# What you are asked to do
Extract the complete data exactly as given.

====== Data for the task

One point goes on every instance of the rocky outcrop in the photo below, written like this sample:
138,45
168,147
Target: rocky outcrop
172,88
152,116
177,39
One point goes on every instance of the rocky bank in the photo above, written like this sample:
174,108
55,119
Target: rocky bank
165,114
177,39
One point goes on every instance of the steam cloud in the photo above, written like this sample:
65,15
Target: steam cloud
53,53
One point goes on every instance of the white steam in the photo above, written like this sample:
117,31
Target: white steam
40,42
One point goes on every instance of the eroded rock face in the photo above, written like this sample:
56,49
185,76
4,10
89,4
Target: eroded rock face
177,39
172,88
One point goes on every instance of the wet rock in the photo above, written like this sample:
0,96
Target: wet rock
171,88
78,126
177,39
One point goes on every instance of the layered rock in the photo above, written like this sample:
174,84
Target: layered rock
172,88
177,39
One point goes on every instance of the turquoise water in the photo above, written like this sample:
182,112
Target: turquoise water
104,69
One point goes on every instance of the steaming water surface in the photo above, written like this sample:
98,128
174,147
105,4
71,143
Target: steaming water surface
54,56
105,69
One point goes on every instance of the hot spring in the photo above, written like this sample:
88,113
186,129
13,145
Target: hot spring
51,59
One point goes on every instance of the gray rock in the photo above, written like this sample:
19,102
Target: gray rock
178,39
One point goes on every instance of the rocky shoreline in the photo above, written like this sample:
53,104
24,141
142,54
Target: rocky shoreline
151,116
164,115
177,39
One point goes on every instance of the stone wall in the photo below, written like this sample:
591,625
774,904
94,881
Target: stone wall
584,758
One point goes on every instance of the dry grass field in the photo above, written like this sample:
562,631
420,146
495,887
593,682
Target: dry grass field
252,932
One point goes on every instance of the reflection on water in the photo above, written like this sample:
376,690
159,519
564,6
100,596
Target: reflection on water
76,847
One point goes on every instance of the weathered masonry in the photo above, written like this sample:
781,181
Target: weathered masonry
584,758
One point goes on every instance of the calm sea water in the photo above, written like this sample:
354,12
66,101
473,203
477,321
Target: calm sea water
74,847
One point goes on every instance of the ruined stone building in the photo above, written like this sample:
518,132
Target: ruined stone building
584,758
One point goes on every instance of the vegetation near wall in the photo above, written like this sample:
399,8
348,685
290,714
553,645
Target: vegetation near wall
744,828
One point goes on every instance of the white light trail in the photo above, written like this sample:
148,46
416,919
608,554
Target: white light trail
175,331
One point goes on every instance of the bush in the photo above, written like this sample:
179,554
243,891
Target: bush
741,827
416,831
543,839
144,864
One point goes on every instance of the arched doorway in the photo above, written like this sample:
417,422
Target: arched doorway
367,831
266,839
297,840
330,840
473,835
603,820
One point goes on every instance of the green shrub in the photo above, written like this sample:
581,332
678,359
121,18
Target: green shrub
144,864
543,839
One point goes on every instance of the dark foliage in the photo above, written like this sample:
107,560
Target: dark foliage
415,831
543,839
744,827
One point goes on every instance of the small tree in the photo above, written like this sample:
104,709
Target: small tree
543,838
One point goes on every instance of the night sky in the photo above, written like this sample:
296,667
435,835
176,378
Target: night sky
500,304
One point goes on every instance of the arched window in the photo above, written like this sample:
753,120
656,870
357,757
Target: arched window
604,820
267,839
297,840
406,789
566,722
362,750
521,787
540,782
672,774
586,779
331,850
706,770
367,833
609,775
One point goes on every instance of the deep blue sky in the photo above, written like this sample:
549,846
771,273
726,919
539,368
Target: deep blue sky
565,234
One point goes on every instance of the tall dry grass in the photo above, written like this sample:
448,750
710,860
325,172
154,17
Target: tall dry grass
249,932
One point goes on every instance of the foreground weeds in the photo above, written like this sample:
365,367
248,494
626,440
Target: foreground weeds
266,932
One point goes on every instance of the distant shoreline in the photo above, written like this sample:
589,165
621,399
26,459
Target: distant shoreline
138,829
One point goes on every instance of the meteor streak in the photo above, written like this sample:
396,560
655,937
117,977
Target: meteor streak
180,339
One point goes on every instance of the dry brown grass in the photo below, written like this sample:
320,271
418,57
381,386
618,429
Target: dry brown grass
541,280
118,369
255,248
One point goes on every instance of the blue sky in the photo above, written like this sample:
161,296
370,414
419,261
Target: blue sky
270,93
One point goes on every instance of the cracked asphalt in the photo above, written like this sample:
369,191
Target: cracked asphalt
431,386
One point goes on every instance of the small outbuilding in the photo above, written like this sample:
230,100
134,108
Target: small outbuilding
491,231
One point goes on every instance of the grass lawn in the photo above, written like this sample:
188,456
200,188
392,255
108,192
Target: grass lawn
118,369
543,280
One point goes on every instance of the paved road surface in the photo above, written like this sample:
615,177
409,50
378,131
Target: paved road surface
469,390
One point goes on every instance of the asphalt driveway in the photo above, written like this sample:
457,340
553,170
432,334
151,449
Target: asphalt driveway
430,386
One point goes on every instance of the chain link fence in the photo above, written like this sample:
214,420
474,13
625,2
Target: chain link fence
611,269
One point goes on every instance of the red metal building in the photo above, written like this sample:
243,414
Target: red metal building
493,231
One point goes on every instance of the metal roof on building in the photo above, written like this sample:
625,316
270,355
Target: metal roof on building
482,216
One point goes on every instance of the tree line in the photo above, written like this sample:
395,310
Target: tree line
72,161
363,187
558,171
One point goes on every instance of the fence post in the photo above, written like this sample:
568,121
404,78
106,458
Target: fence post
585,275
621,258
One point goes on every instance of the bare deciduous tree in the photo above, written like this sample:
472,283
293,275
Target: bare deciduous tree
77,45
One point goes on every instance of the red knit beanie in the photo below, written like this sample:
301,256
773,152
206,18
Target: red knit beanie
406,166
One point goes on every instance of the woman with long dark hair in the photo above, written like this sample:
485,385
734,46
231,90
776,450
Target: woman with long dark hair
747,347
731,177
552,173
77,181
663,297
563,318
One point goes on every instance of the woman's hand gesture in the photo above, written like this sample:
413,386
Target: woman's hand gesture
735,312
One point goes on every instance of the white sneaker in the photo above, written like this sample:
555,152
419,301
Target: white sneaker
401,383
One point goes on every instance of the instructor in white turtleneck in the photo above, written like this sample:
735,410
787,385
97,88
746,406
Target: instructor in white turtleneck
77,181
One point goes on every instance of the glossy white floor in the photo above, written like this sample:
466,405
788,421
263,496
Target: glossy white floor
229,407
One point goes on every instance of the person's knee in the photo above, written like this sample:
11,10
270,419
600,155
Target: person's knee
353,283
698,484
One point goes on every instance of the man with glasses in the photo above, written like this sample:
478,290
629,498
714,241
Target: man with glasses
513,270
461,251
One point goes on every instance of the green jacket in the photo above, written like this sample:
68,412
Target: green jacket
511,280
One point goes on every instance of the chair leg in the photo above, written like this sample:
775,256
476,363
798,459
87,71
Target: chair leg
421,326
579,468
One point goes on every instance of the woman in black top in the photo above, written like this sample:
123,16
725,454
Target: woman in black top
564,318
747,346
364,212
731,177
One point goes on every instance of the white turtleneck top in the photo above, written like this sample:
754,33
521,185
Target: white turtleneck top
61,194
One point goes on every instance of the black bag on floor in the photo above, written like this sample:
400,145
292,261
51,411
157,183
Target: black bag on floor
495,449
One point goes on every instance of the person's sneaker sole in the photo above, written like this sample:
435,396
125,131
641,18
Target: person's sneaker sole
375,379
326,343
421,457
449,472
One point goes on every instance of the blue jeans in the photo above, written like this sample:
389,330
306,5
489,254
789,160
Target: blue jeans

============

# Answer below
One point goes on every instance of the rocky outcrop in the photo below, written like this sample:
138,45
168,147
Target: rocky outcrop
172,88
152,116
177,39
One point goes on every instance of the rocky bank in the photo above, written like this sample:
174,108
55,119
Target: rocky bank
165,114
177,39
One point goes on every instance of the steam cloud in the photo above, written like this sample:
65,15
Target: steam cloud
53,53
One point goes on every instance of the white steam in the photo above, written like this sample:
117,31
Target: white steam
40,42
One point goes on every instance of the eroded rock face in the photo above, written like this sample:
56,49
185,76
4,10
89,4
Target: eroded rock face
177,39
172,88
One point goes on every instance of the wet rock in the photo above, written like this sample:
0,96
Target: wet rock
171,88
78,126
177,39
One point goes on every instance of the layered rock in the photo above, written like this sample:
174,84
Target: layered rock
172,88
177,39
One point goes on every instance of the turquoise water in the photo above, written like this sample:
182,112
Target: turquoise water
104,69
One point goes on every instance of the steaming water surface in the photo above, written like this sample:
98,128
174,147
105,4
71,143
Target: steaming water surface
54,56
105,69
One point goes on every instance of the hot spring in the photo above, written like this sample:
88,113
186,129
13,145
Target: hot spring
51,59
One point goes on every instance of the gray rock in the photo above, written like this sample:
19,102
Target: gray rock
178,39
One point goes on every instance of the rocky shoreline in the photo above, written like this sample:
53,104
24,141
142,54
Target: rocky shoreline
151,116
164,115
177,39
One point goes on every instance of the stone wall in the photo below, written like this sample:
591,625
774,904
94,881
Target: stone wall
584,758
One point goes on every instance of the dry grass field in the photo above, written like this sample:
562,631
420,146
495,887
593,682
Target: dry grass field
252,932
One point goes on every instance of the reflection on water in the photo above, written like this sample:
376,690
159,519
564,6
100,596
Target: reflection on water
76,847
One point goes on every instance of the weathered masonry in the photo above, written like this sample:
781,181
Target: weathered masonry
584,758
One point goes on every instance of the calm sea water in the photo above, written like this sample:
354,12
66,101
473,203
477,321
Target: calm sea water
74,847
One point goes on every instance of the ruined stone building in the photo above, written like this sample:
518,132
Target: ruined stone building
584,758
One point goes on every instance of the vegetation near wall in the photo above, written like this sample:
399,8
348,685
290,714
553,645
Target: vegetation near wall
744,828
One point goes on every instance of the white light trail in the photo above, written like this sample:
148,46
416,919
608,554
Target: white light trail
175,331
One point goes on every instance of the bush in the photo above, written like this sample:
179,554
243,891
Target: bush
741,827
416,831
543,839
144,864
One point goes on every instance of the arched doorway in the photo above, written like this sample:
417,422
Target: arched doorway
367,831
266,839
297,840
330,840
473,835
603,820
One point goes on every instance of the green shrub in the photo above, written like this sample:
581,332
678,359
121,18
Target: green shrub
144,864
543,839
One point goes on every instance of the dark foliage in the photo above, written like this sample:
107,560
Target: dark foliage
415,831
543,839
744,827
One point goes on every instance of the small tree in the photo above, written like this sample:
104,709
Target: small tree
543,838
One point goes on every instance of the night sky in the photo above, written like this sample:
296,667
435,835
176,378
Target: night sky
500,304
One point goes on every instance of the arched window in the photo above, written like this sample:
753,120
656,870
357,757
Target: arched window
604,820
267,839
297,840
406,789
566,722
362,750
521,787
540,782
672,774
586,779
331,850
706,770
367,833
609,775
One point goes on every instance of the deep blue sky in the photo above, written like this sample:
549,846
771,273
726,919
539,368
Target: deep blue sky
565,234
One point goes on every instance of the tall dry grass in the photo above, written like this sample:
448,750
710,860
325,172
154,17
Target: tall dry grass
249,932
One point goes on every instance of the foreground weeds in the photo above, written like this sample:
365,367
248,494
626,440
Target: foreground weeds
266,932
One point goes on every instance of the distant shoreline in the photo above, written like this sample:
589,165
621,399
26,459
Target: distant shoreline
138,829
One point goes on every instance of the meteor streak in the photo above, written like this sample:
396,560
655,937
117,977
Target: meteor streak
180,339
One point goes on every instance of the dry brown grass in the photo below, written like this sample:
320,271
418,57
381,386
618,429
Target: dry brown grass
541,280
118,369
255,248
One point goes on every instance of the blue sky in the photo above, written like this sample:
161,296
370,414
419,261
Target: blue sky
270,93
One point goes on every instance of the cracked asphalt in the photo above, written like this sample:
369,191
Target: cracked asphalt
431,386
One point goes on every instance of the small outbuilding in the photo above, written like this sample:
230,100
134,108
Target: small outbuilding
491,231
One point goes on every instance of the grass lawn in the photo above, written like this sample:
188,456
200,188
392,255
108,192
Target: grass lawn
118,369
543,280
One point goes on every instance of the paved road surface in the photo above, written like this sample:
615,177
409,50
378,131
Target: paved road surface
469,390
One point goes on every instance of the asphalt driveway in the photo above, written like this sample:
457,340
553,170
432,334
151,449
Target: asphalt driveway
430,386
One point goes on every instance of the chain link fence in the photo above, written like this sample:
214,420
474,13
625,2
Target: chain link fence
611,269
One point goes on every instance of the red metal building in the photo above, written like this sample:
243,414
Target: red metal building
493,231
One point goes on every instance of the metal roof on building in the photo above, written like this sample:
625,316
270,355
Target: metal roof on building
482,216
One point goes on every instance of the tree line in the photo above, written like this sample:
395,310
Target: tree line
72,161
363,187
558,171
One point goes on every instance of the fence post in the photo above, written like this sample:
568,121
404,78
106,458
Target: fence post
585,275
621,258
One point goes on every instance of the bare deciduous tree in the photo above, written like this sample:
472,283
293,275
Target: bare deciduous tree
77,45
One point goes on every instance of the red knit beanie in the photo below, written like this sample:
301,256
773,152
206,18
Target: red knit beanie
406,166
One point goes on every instance of the woman with long dark hair in the photo above, written like this sample:
485,385
734,46
231,90
776,450
Target: woman with long dark hair
747,347
731,177
552,173
77,181
663,297
563,318
One point goes on every instance of the woman's hand gesture in the photo above, written like this sample:
413,386
Target: woman's hand gesture
735,312
One point goes on every instance of the white sneaker in the photo above, written like this sample:
555,152
419,301
Target: white sneaker
401,383
One point goes on every instance of the instructor in white turtleneck in the photo above, written like this sample:
735,410
787,385
97,88
746,406
Target: instructor in white turtleneck
77,181
One point goes on every instance of the glossy white floor in the photo above, written like this sample:
466,405
788,421
263,496
Target: glossy white floor
229,407
One point goes on every instance of the person's knee in the photo above, written like this sample:
11,10
270,419
600,155
Target: person's knee
353,283
698,484
One point goes on every instance of the man with glasses in the photo above, written like this sample:
478,290
629,498
714,241
Target: man with glasses
513,270
461,251
One point goes on every instance of the green jacket in the photo above, written like this sample:
68,412
Target: green jacket
511,280
One point goes on every instance of the chair leg in the photo above, written like this sample:
775,256
476,363
798,459
87,71
Target: chair leg
421,326
579,468
One point goes on every instance of the woman in black top in the photo above, written like this sample:
123,16
725,454
Target: woman in black top
564,318
747,346
364,212
731,177
One point goes on every instance of the white turtleneck top in the photo above, written like this sample:
754,33
521,185
Target: white turtleneck top
61,194
One point goes on every instance of the black bag on floor in the photo above, written like this sample:
400,145
292,261
51,411
157,183
Target: black bag on floor
495,449
One point goes on every instance of the person's sneaker sole in the photo above, written like this sample:
435,396
125,131
641,18
Target: person's sneaker sole
375,379
326,343
421,457
449,472
One point goes on every instance of the blue jeans in the photo above, written like this sample:
389,330
306,5
489,254
789,160
Target: blue jeans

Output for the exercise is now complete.